(Referring expression pointing data)
★ ★ ★ ★ ★

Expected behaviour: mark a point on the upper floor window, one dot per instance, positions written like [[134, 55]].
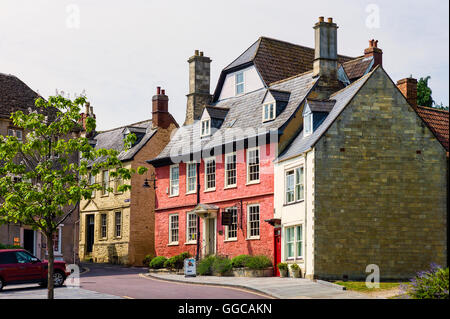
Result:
[[206, 127], [173, 229], [191, 177], [268, 112], [308, 124], [105, 183], [191, 225], [294, 187], [239, 83], [210, 174], [174, 180], [230, 170], [253, 165]]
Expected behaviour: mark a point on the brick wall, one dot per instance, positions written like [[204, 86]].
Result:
[[380, 189]]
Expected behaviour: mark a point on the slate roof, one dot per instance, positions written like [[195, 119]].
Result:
[[299, 145], [358, 67], [15, 95], [438, 122], [113, 139], [242, 120], [275, 60], [320, 105]]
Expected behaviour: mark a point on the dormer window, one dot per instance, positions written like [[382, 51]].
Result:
[[206, 127], [239, 83], [308, 124], [268, 112]]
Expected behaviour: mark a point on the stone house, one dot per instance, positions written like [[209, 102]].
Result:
[[118, 227], [15, 95], [365, 180]]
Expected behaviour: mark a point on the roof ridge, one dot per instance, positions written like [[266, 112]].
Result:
[[124, 126], [432, 108], [289, 78], [299, 45]]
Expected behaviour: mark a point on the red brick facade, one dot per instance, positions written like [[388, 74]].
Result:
[[241, 196]]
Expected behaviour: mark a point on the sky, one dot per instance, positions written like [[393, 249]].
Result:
[[118, 52]]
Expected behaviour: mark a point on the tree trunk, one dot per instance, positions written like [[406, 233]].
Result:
[[51, 257]]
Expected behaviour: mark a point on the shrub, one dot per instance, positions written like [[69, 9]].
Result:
[[204, 267], [176, 262], [158, 262], [258, 262], [432, 284], [221, 265], [240, 261], [282, 266], [147, 259]]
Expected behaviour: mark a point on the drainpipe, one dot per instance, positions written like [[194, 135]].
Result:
[[197, 257]]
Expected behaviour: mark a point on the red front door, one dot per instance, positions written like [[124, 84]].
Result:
[[277, 249]]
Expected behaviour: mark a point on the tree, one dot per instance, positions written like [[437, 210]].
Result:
[[424, 93], [48, 171]]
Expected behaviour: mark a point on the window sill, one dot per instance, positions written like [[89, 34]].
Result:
[[293, 203]]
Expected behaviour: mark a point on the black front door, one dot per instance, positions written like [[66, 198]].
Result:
[[89, 233], [28, 240]]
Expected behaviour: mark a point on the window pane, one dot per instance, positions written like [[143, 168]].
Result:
[[253, 220]]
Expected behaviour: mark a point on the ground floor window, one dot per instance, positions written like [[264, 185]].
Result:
[[253, 221], [293, 241], [173, 229], [231, 230]]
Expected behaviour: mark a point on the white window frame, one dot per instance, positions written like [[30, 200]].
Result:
[[105, 191], [172, 193], [308, 118], [206, 160], [206, 128], [115, 224], [170, 229], [295, 242], [248, 165], [106, 226], [249, 236], [236, 83], [226, 170], [188, 239], [271, 105], [187, 178], [226, 230]]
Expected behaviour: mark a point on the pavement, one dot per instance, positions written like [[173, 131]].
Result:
[[276, 287]]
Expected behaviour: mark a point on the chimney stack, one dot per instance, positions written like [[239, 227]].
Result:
[[408, 87], [325, 56], [374, 51], [160, 109], [199, 83]]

★ ★ ★ ★ ★

WHAT IS REQUIRED: Would you retype every record above exactly, leaving out the pictures?

EXERCISE RESULT:
Expected behaviour: mark a point on the upper floor window, one dot per instance, positions written like [[134, 55]].
Result:
[[206, 127], [173, 229], [191, 177], [268, 112], [308, 124], [105, 183], [191, 225], [294, 187], [239, 83], [210, 174], [174, 180], [230, 170], [253, 165]]
Expected behaviour: mark a point on the brick wall, one dot per instance, positions written like [[204, 86]].
Result:
[[380, 189]]
Expected behaviour: mark a point on the slate roof, one dot per instance, positions written like [[195, 119]].
Result:
[[299, 145], [358, 67], [15, 95], [438, 122], [113, 139], [242, 120], [275, 60], [320, 105]]
Expected behaviour: mark a point on the dormer window, one dot per instance, positions written like [[382, 51]].
Result:
[[206, 127], [239, 83], [308, 124], [268, 112]]
Expected behaviour: mark a point on the stone house, one dot per instance, positions written like [[209, 102]].
Result:
[[118, 227], [15, 95], [365, 180]]
Expected behaviour: mark a point on the roof ridge, one dot per instance, positions written like [[266, 112]].
Result:
[[124, 126], [432, 108], [289, 78], [299, 45]]
Expected behaviour: mark a point on the red brick facade, one dot per instance, positions written like [[388, 74]].
Result:
[[241, 196]]
Expected behaviour: mark a point on the sky, one dot per instance, positions written like [[393, 249]].
Result:
[[118, 52]]
Expected behaviour: mark a point on the tree trunk, one dot per instance, positions written like [[406, 233]].
Result:
[[51, 257]]
Expected behaviour: mark a point on the shrub, one dot per instance, positions written like [[69, 9]].
Result:
[[204, 267], [176, 262], [158, 262], [258, 262], [432, 284], [221, 265], [240, 261], [282, 266], [147, 259]]
Expected behaviour: mark a point on the drainpipe, one dot per instance, positions written like [[194, 135]].
Result:
[[197, 257]]
Expected behaviour: mark a point on the red front door, one dot per instance, positions written like [[124, 84]].
Result:
[[277, 249]]
Expected behaviour: mark a point on the tree, one dot per instance, positions written like [[437, 210]].
Result:
[[424, 93], [48, 171]]
Expected behaviour: mark a point on the window sill, one dot per instance, positions written like [[89, 34]].
Result:
[[293, 203]]
Expected behaviour: mark a point on the black front door, one dot per instance, positions written like [[66, 198]].
Result:
[[89, 233], [28, 240]]
Expected behaviour: mark a point on the window pane, one dot per instance, positions written like [[143, 168]].
Result:
[[253, 220]]
Expected behaviour: mark a point on the ground floor window, one dot per instance, positions written like [[264, 185]].
Result:
[[253, 221], [293, 241], [173, 229], [231, 230]]
Expected behaviour: mark a point on the white window frame, one dot per instance, positions written like [[30, 200]].
Result:
[[105, 191], [172, 193], [308, 118], [206, 160], [206, 128], [115, 224], [170, 229], [295, 242], [248, 165], [106, 226], [249, 236], [236, 83], [226, 170], [188, 239], [271, 105], [187, 178], [226, 230]]
Expected behaviour: mark a point on the pavement, one dot per instance, positions written like [[173, 131]].
Result:
[[276, 287]]
Expected behaviour: mark a point on the chimney stack, one dot per instance, positions written like [[239, 227]].
Result:
[[408, 87], [325, 56], [374, 51], [160, 109], [199, 83]]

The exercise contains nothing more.